* **PASSAGE TO READ**:

>> BEGIN

- Born: 23 March 1934 Jin County, Jinzhou Province, Manchukuo
- Died: 25 October 2023 (aged 89) Beijing, China
- Education: Central South University
- Scientific career
- Fields: Mineral engineering
- Workplaces: Central South University

= Wang Dianzuo =

Chinese mineral scientist

Wang Dianzuo (王淀佐 (Wáng Diànzuǒ); 23 March 1934 – 25 October 2023) was a Chinese mineral scientist who was president of Central South University of Technology (now Central South University), and members of the Chinese Academy of Sciences and Chinese Academy of Engineering. He was a foreign associate of the National Academy of Engineering and foreign member of the Russian Academy of Sciences.

He was a member of the 8th, 9th, 10th National Committee of the Chinese People's Political Consultative Conference.

==Biography==
Wang was born in Jin County, Jinzhou Province (now Linghai, Liaoning), Manchukuo, on 23 March 1934. In 1949, he was accepted to the Political Science College of Northeastern University in Changchun. After studying for six months, he was despatched to work at the Nonferrous Metals Industry Management Bureau. After short-term technical training, he became a technician and participated in technical work in the Beneficiation Department. In 1950, he was a technician in the Mineral Processing Department of the Mining Department of the Northeast Nonferrous Metals Bureau. Two years later, he was transferred to the Nonferrous Metals Bureau of the Ministry of Heavy Industry and worked as a technician in the Production Department. He joined the Chinese Communist Party (CCP) in August 1956. In 1961, he graduated from the Central South University of Mining and Metallurgy (now Central South University).

>> END

* **GIVEN RECORDS**:
>> BEGIN

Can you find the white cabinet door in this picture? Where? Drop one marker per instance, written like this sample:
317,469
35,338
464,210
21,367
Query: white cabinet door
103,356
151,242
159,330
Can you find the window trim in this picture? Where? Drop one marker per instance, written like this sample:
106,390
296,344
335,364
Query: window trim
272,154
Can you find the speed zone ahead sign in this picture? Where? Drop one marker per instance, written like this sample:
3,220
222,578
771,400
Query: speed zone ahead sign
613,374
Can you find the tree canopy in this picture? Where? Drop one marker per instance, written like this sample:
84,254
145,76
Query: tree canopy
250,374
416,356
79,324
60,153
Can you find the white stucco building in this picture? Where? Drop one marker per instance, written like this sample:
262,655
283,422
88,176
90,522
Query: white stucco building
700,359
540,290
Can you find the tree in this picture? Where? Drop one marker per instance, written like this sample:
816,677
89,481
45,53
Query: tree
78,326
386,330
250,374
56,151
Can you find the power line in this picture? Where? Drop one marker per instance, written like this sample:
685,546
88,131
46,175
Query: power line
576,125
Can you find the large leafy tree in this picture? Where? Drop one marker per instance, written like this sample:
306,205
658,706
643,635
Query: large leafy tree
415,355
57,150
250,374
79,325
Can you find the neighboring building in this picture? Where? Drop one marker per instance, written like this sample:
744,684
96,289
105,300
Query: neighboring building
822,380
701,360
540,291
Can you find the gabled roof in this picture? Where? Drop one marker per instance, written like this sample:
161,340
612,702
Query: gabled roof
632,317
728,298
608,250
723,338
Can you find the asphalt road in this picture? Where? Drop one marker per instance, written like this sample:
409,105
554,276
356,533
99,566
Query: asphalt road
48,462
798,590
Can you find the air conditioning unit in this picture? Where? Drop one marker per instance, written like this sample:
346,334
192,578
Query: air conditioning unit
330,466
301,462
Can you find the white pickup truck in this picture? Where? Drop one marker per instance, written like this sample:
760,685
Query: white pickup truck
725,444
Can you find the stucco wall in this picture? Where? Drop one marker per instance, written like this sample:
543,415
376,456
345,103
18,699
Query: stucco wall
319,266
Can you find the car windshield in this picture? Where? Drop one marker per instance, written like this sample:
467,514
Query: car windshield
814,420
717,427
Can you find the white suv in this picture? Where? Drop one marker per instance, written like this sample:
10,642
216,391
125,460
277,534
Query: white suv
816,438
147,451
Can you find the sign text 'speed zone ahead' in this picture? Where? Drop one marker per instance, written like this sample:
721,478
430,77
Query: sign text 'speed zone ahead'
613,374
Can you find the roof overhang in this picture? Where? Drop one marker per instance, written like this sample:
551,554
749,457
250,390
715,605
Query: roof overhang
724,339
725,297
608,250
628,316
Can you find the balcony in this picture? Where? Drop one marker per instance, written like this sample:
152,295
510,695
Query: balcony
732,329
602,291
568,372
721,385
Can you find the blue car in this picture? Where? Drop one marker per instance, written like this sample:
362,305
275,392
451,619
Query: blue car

>> END

* **TASKS**:
A) Answer these questions using the biography of Wang Dianzuo, one answer per line:
(i) What field is given for his scientific career?
(ii) In what month and year did he join the Chinese Communist Party?
(iii) Of which academy was he a foreign member?
B) Name every academy that the biography of Wang Dianzuo mentions.
C) Resume the biography of Wang Dianzuo after its last sentence.

* **SET OF ANSWERS**:
A)
(i) Mineral engineering
(ii) August 1956
(iii) The Russian Academy of Sciences

B)
Chinese Academy of Sciences
Chinese Academy of Engineering
National Academy of Engineering
Russian Academy of Sciences

C)
After university, he stayed at the university and worked successively as teaching assistant, lecturer, associate professor, and professor. He rose to become president of the university in 1985.

Starting from December 1991, he successively served as president of Beijing Nonferrous Metals Research Institute, senior advisor of Science and Technology to the General Manager of China Nonferrous Metals Industry Corporation, and honorary president of Beijing Nonferrous Metals Research Institute.

In June 1986 he was promoted to become vice president of the Chinese Academy of Engineering, a position he held until June 2006.

On 25 October 2023, he died from an illness in Beijing, at the age of 89.

==Honours and awards==
- 1990 Foreign Associate of the National Academy of Engineering (NAE)
- 1991 Member of the Chinese Academy of Sciences (CAS)
- 1994 Science and Technology Progress Award of the Ho Leung Ho Lee Foundation
- 1994 Member of the Chinese Academy of Engineering (CAE)
- 2000 State Science and Technology Progress Award (First Class) for the Theory and Practice of Potential Controlled Flotation of Sulfide Ore.
- 2006 Foreign Member of the Russian Academy of Sciences (RAS)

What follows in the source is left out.